◆ **Task statement**
Turn the lines into a numbered list, starting at the line that contains "Pin the wall-mounted" and ending at the last line. Skip blank lines and leave the pictures out.

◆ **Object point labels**
━━━━━━━━

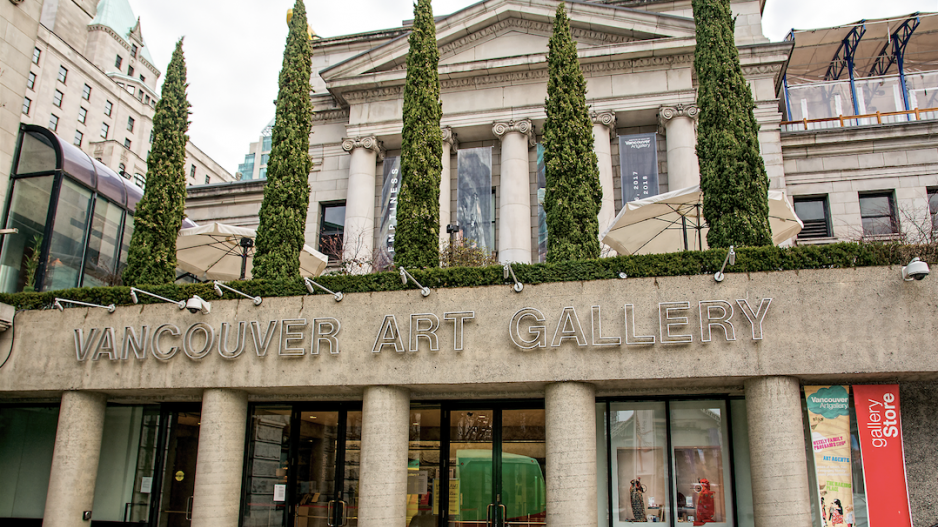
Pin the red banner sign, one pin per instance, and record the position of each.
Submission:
(880, 426)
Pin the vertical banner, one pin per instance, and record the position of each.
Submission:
(475, 212)
(392, 185)
(541, 215)
(829, 419)
(638, 166)
(880, 429)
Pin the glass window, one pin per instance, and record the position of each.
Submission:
(101, 256)
(878, 213)
(331, 230)
(814, 214)
(29, 206)
(68, 237)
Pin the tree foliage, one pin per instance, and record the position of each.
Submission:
(152, 255)
(573, 194)
(732, 173)
(280, 235)
(416, 241)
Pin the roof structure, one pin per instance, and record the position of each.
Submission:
(118, 15)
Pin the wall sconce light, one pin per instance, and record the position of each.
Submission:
(219, 286)
(916, 270)
(731, 259)
(425, 291)
(133, 295)
(518, 287)
(58, 305)
(338, 296)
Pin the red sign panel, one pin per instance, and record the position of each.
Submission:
(880, 426)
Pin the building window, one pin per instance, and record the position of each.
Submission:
(878, 212)
(814, 213)
(332, 230)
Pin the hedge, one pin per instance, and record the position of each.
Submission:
(689, 263)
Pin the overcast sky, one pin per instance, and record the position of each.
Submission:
(234, 48)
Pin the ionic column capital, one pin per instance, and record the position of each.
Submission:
(524, 127)
(368, 143)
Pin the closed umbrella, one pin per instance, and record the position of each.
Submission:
(674, 222)
(217, 251)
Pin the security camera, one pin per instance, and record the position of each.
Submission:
(197, 305)
(916, 270)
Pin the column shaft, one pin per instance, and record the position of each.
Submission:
(383, 471)
(75, 459)
(570, 410)
(780, 493)
(216, 498)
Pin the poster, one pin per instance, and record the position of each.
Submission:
(638, 166)
(389, 192)
(880, 428)
(829, 419)
(475, 208)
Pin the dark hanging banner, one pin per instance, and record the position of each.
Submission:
(638, 166)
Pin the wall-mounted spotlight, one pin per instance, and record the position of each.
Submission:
(425, 291)
(58, 305)
(916, 270)
(338, 296)
(133, 295)
(509, 271)
(219, 286)
(731, 259)
(197, 305)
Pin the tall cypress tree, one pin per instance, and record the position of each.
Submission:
(152, 255)
(573, 194)
(283, 212)
(416, 241)
(732, 173)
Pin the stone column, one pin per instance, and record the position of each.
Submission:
(359, 234)
(570, 411)
(604, 129)
(680, 129)
(514, 201)
(450, 143)
(75, 459)
(780, 493)
(216, 500)
(383, 471)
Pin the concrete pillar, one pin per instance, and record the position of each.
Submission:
(450, 143)
(604, 129)
(216, 500)
(514, 201)
(780, 493)
(679, 124)
(358, 242)
(383, 471)
(570, 411)
(75, 459)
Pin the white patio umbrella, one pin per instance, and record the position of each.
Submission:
(674, 222)
(224, 252)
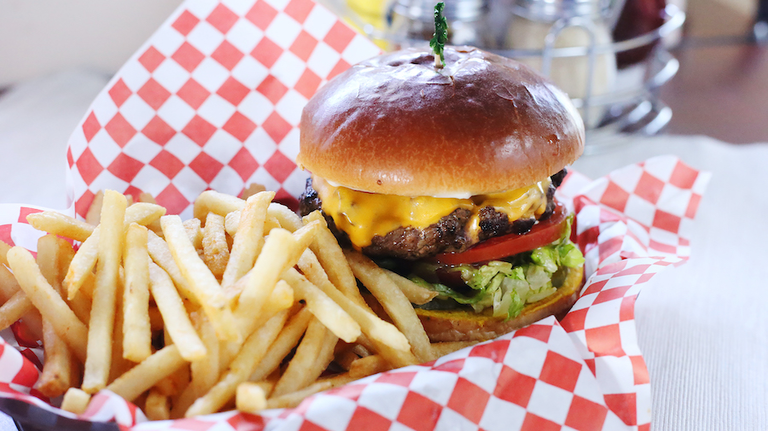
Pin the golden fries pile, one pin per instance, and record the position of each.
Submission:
(247, 305)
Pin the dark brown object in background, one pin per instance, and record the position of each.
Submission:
(721, 89)
(637, 18)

━━━━━━━━

◆ **Written answer**
1. Pin the wall-mounted spotlight, one pin per instance, and record the position of each.
2. Submission:
3. (425, 291)
4. (58, 305)
5. (916, 270)
6. (338, 296)
7. (133, 295)
8. (509, 271)
9. (219, 286)
10. (731, 259)
11. (197, 305)
12. Pin the tall cypress tree, one pin per instance, and record the position of each.
13. Submission:
14. (152, 255)
15. (573, 194)
16. (283, 212)
17. (416, 241)
18. (732, 173)
19. Pin the stone column, one pin per instance, and record the position of each.
20. Submission:
21. (359, 234)
22. (570, 411)
23. (604, 129)
24. (680, 129)
25. (514, 201)
26. (450, 143)
27. (75, 459)
28. (780, 493)
29. (216, 500)
30. (383, 471)
31. Pin the concrete pillar, one pin per instance, and record the position of each.
32. Submission:
33. (450, 143)
34. (604, 129)
35. (216, 500)
36. (514, 201)
37. (780, 493)
38. (679, 124)
39. (358, 242)
40. (383, 471)
41. (570, 411)
42. (75, 459)
43. Pin the white patio umbrella, one pin per instance, and record the position of each.
44. Submission:
45. (674, 222)
46. (224, 252)
47. Pin the golden fries pile, one pin per instance, and record the position of each.
48. Submission:
49. (247, 305)
50. Pin the dark brown object in background, one pin per instance, and record the position of each.
51. Submission:
52. (721, 89)
53. (637, 18)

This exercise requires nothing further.